Dou
início hoje, aqui no blog, a uma série de entrevistas chamada
“Bastidores”, com figuras importantes e influentes da música sertaneja
que nem sempre se tornam conhecidas do grande público.
São
produtores, assessores, empresários e contratantes contando um pouco de
sua história e de sua importância para o atual estágio do sertanejo.
Toda segunda-feira haverá uma nova entrevista.
Hoje, na estreia, a entrevista é com o produtor musical Dudu Borges.
Eduardo Borges de Sousa, 30 anos, campograndense.
Conhecido
como Dudu Borges, o produtor deixou o Mato Grosso do Sul e se mudou
para São Paulo aos 17 anos, atrás de música. Cresceu musicalmente na
igreja, virou nome respeitado no mercado gospel, e se tornou produtor e
músico da banda “Resgate”.

================

_Lista de tarefas_
• 1. Diga se cada afirmação concorda com o texto extraído, respondendo sim ou não e citando as palavras do texto que decidem. (a) Haverá uma nova entrevista da série toda segunda-feira. (b) Dudu Borges se mudou para São Paulo aos 20 anos. (c) Dudu Borges cresceu musicalmente na igreja.
• 2. Liste todas as ocupações que o texto extraído atribui às pessoas que contam sua história na série.
• 3. Responda com base no texto extraído:
(a) Qual é o nome completo do produtor entrevistado na estreia?
(b) Quantos anos ele tem?
(c) De qual banda ele se tornou produtor e músico?

[Entradas de dados extraídos]

================

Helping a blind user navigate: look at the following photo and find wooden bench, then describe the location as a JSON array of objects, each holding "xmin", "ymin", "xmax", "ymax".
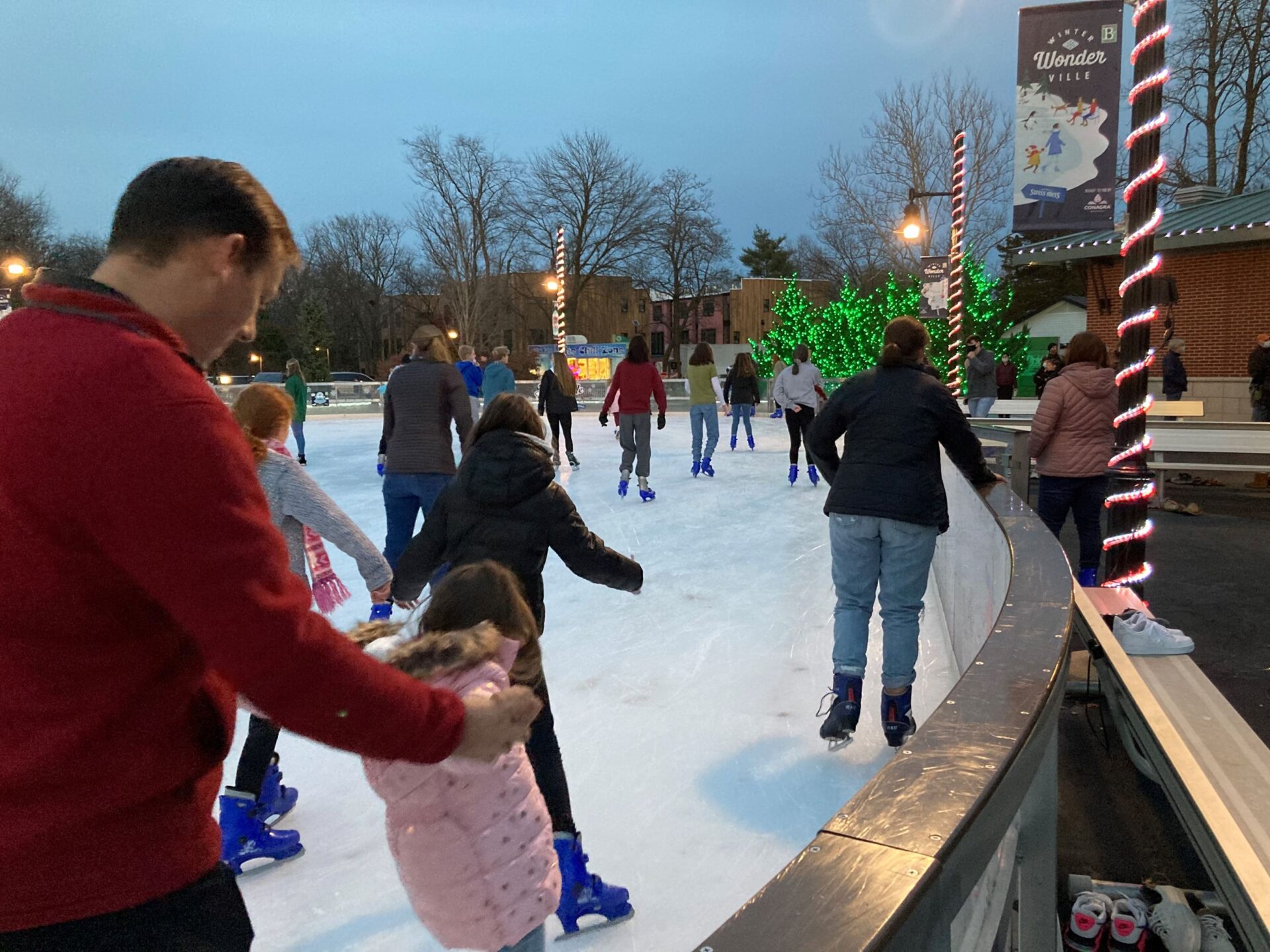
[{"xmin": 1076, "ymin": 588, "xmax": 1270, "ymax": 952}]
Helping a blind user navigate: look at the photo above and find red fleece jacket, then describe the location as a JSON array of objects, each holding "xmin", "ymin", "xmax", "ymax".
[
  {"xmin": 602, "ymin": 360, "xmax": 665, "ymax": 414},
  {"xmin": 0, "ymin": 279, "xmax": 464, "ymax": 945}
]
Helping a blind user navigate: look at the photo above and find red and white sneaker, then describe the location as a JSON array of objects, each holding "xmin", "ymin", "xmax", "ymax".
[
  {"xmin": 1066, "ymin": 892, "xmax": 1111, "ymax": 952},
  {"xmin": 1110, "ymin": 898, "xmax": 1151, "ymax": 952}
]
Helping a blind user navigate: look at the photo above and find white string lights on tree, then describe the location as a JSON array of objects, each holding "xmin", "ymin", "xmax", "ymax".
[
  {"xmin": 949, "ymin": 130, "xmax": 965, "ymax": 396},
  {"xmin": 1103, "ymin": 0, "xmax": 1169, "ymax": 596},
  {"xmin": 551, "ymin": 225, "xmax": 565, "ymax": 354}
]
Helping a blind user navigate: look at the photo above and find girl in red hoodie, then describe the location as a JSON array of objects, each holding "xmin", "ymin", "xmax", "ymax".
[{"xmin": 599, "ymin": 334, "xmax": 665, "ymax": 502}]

================

_Lista de soluções_
• 1.
(a) Sim: "Toda segunda-feira haverá uma nova entrevista."
(b) Não: "se mudou para São Paulo aos 17 anos"
(c) Sim: "Cresceu musicalmente na igreja"

• 2. produtores, assessores, empresários, contratantes

• 3.
(a) Eduardo Borges de Sousa
(b) 30 anos
(c) Resgate